▶ _WHAT THE EXERCISE ASKS_
In the text on CMC raw materials and processing, what firing temperature range makes kaolinite lose its OH^- groups?

▶ _TEXT SEGMENT_
1.1 Raw materials for the synthesis of CMC

The raw materials useful to prepare silicoaluminate CMC must comply with some specific requirements: (1) Chemical composition rich in SiO₂ and Al₂O₃; (2) An abundant fraction of glassy phase, fundamental for the susceptibility to the alkaline attack; (3) Sufficiently small particle size in order to promote its reactivity.

Clays are silicoaluminate raw materials, and are among the most abundant minerals in the earth crust. Calcined clays have been used as raw materials in the production of CMC (^{Barbosa et al, 2000}); most of the reports have been based on the use of metakaolin (Al₂Si₂O₇) (^{Davidovits, 1982}), which is obtained after firing kaolinite (2SiO₂·Al₂O₃·2H₂O). The latter is a clay of SiO₂:Al₂O₃ configuration of the type 1:1 (^{Rowles y O´connor, 2003}), constituted by one layer of Silicon atoms in tetrahedral coordination with Oxygen atoms and one layer of aluminum atoms in octahedral coordination with oxygen and OH^- ions (also known as gibbsite layer). The chemical composition of kaolinite is (wt %) 46.54%SiO₂; 39.50%Al₂O₃ 39.50%; H₂O 13.96%; it shows little reactivity towards alkali under normal conditions. However, after firing at 650-900ºC, the kaolinite losses the OH^- groups and the aluminum layer collapses (^{Shvarzman et al, 2003}) and the aluminum coordination changes to tetrahedral, while the layer of Silicon remains (^{Kakali et al, 2001}). The resulting product is metakaolin, which is amorphous to X-ray diffraction. This conversion increases the reactivity towards alkaline environments even at room temperature, which is the key for the CMC materials. The kaolinitic minerals may contain impurities such as quartz and other clays, as well as the substitution of iron and/or titanium for aluminum. Regarding the purity, previous work in Cinvestav Saltillo (^{Arellano-Aguilar et al., 2014}, ^{Burciaga-Diaz et al., 2012}, Burciaga, 2014) has shown that even low purity metakaolinitic minerals are useful to produce CMC.

1.2 Processing of CMC materials

Compared to the processing of conventional Portland cements, the CMC have lower environmental emissions and better technological properties; moreover, these can be prepared using widely available raw materials, processing fluid and moldable pastes. The CMC harden by virtue of chemical reactions that advance gradually with time, reaching properties of interest for a wide range of applications. The preparation of CMC depends on various factors, for which their effect has not been completely understood according to the literature, some of these are:

The chemical composition of the overall formulation plays a major role that defines the mechanical strength (^{Burciaga-Diaz et al, 2012}); it is defined on the basis of molar ratios such as: SiO₂/Al₂O₃, M₂O/Al₂O₃ y M₂O/H₂O (^{Burciaga-Diaz and Escalante-García, 2004}). The literature indicates variable compositional ranges for several raw materials; the ratios reported by the patents of Davidovits, do not always result in the best properties for any raw material. The chemical composition of the CMC can also be reported including the concentration of mineral raw materials and alkaline activators. The most common among the latter are the alkaline silicates of the type M₂O:xSiO_2, which promote high pH values (^{Palomo et al, 1999}; ^{Davidovits, 1984}), where M can be Na or K.

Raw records
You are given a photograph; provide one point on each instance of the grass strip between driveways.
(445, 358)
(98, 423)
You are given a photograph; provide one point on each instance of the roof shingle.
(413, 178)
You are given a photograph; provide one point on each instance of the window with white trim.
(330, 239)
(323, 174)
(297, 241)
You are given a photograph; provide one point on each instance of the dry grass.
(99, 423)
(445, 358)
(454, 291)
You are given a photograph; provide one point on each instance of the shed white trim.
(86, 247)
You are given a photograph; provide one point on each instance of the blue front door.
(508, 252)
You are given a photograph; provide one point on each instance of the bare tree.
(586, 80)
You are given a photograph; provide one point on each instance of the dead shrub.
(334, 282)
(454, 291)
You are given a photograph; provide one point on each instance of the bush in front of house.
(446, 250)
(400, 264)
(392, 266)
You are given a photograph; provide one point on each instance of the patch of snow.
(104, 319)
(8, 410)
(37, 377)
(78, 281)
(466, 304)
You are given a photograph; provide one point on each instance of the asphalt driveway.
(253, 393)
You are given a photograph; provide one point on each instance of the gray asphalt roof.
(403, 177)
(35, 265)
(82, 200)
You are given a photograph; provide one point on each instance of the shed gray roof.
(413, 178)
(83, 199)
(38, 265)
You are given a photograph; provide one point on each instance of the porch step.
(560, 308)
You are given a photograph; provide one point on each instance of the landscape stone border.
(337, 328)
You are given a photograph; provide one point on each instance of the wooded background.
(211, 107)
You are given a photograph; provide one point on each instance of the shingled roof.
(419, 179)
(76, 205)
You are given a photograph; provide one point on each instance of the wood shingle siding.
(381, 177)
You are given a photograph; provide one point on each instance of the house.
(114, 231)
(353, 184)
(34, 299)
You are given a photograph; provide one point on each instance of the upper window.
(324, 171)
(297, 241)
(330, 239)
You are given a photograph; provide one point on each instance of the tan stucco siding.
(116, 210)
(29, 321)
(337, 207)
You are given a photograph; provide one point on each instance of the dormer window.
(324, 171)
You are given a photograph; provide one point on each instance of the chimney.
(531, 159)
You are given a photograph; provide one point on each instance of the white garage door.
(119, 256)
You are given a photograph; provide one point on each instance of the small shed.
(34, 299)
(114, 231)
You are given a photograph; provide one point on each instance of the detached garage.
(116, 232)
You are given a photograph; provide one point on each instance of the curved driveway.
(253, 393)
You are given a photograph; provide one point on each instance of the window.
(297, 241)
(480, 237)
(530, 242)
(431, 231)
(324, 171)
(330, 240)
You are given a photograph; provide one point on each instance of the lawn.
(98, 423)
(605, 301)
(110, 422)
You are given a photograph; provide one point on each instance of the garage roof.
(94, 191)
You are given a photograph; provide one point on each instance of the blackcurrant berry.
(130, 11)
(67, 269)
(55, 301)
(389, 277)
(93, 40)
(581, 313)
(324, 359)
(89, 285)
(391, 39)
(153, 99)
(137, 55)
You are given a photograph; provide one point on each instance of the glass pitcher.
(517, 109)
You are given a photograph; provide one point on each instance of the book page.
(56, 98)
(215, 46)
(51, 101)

▶ _THE RESPONSE_
650-900ºC